Parque das Missões, the place where she has directed her project Sponsor a Smile for ten years, is a favela in the municipality of Duque de Caxias. Through this initiative, Silva offers families and children reading circles and cultural activities, and it is not uncommon that she helps with basic foodstuffs and attending to various needs in the territory. For her, the coronavirus pandemic affected the routine of the favela, but life continues as it was before, because there are many material needs. “Some are afraid of what the illness brings, but the majority live in a reality of so much loss that Covid-19 is just one more thing to be faced. And I cannot process the ‘after’ in the craziness of living the ‘now,’” she said.
Siss is a psychologist from City of God who also leads a shelter project, Casa Dona Amélia, with conversation circles and cultural activities. She said that during our conversation, she reflected on certain issues for the first time, because there are many urgent demands from neighbors and children for whom she cares. Her vision, in one sense, was positive. As a mental health professional, Siss believes that all of us will exit this moment with new learning. For her, “that may be learning a new technique, a new tool, learning how to produce things with efficiency and quality in a new scenario or even with a new awareness, because we were never so forced to be with ourselves as we are now. We do not have the option of escaping what makes us uncomfortable, as before. Because of this, we are invited to look at ourselves. All of this individual comfort will point us collectively to a place that I do not yet know,” she reflected.

## Requirement A
In the excerpt about favela community projects, how long has Silva directed Sponsor a Smile?
## Requirement B
Continue the excerpt about favela community projects past its final sentence.

(Saved entries)
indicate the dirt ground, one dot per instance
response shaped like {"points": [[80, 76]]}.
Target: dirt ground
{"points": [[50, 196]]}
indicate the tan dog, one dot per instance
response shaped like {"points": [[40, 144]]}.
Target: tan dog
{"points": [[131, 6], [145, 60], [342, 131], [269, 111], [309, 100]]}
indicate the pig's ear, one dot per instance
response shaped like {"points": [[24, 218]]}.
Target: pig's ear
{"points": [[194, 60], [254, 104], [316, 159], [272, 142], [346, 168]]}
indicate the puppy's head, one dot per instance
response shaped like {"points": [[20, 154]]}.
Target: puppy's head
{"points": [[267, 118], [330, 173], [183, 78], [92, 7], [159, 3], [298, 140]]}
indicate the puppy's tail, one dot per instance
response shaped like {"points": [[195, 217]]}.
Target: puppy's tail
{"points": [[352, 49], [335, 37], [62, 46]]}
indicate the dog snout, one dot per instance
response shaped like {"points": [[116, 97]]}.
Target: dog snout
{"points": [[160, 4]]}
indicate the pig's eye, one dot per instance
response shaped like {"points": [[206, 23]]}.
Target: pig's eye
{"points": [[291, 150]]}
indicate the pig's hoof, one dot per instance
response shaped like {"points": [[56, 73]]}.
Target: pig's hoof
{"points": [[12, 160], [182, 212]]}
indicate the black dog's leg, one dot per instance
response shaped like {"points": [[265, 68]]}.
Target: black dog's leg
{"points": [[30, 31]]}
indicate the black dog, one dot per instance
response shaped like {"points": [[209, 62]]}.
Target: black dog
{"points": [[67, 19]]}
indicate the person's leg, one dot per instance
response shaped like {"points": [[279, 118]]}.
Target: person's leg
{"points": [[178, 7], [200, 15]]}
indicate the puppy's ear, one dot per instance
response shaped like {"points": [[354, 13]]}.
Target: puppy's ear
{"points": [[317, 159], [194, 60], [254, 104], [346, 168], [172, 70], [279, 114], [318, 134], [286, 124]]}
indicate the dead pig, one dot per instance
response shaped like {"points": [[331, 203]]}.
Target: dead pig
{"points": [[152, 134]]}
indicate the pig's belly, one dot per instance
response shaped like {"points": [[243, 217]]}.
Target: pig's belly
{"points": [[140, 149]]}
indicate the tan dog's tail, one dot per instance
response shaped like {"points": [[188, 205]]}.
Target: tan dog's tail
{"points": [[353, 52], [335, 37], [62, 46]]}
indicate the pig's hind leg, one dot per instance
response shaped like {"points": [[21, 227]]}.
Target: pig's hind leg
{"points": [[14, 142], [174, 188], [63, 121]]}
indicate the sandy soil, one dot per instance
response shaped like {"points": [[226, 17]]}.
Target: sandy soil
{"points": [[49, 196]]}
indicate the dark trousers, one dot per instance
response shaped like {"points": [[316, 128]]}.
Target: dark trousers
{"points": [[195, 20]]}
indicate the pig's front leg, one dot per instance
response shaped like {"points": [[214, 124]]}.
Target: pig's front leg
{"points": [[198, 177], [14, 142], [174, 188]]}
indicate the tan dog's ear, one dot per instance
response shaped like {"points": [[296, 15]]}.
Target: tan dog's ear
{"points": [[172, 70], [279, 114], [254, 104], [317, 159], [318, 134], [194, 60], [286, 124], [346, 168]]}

## Written answer A
Ten years.

## Written answer B
The lack of public facilities to guarantee basic social rights to residents of favelas and peripheries was a point raised by Siss. She called attention to the low numbers of Centers of Reference for Social Assistance (CRAS) in the City of God region. The only facility that serves the surrounding area has a mere two psychologists for seven neighborhoods. For the psychologist, if there were more facilities for social assistance, access to information would be more effective and the demand for emergency aid would be better met.
Siss pointed out that the CRAS network in cities like Rio de Janeiro, Nova Iguaçu, and São Gonçalo operates far over capacity. The norms of attendance establish that each center serves a maximum of 5,000 families. Finally, she cited the budget issue. The budget is a key element for public policies to be able to confront inequality. However, Constitutional Amendment 95, a 20-year austerity ceiling imposed on government spending starting in 2016, has forced limits the national budget for investment in health and education.
The coronavirus pandemic brought changes that can be incorporated for good into our routines. Remote work, as a strategy for reducing spending, can be adopted as a rule in some areas. However, it can create more precariousness in market relationships. The use of masks has become part of our wardrobe. Cleaning foods and spraying alcohol on materials that were bought out on the street certainly will also become part of new routines of life. However, as revealed in the comments of these favela leaders, the pandemic shows the need for a different way of living, beyond small changes in daily habits, for example by rethinking access to food and access to health facilities, and fighting to guarantee the minimum for people who do not have economic conditions for survival. Covid-19 did not produce any inequalities. The pandemic just accentuated old problems.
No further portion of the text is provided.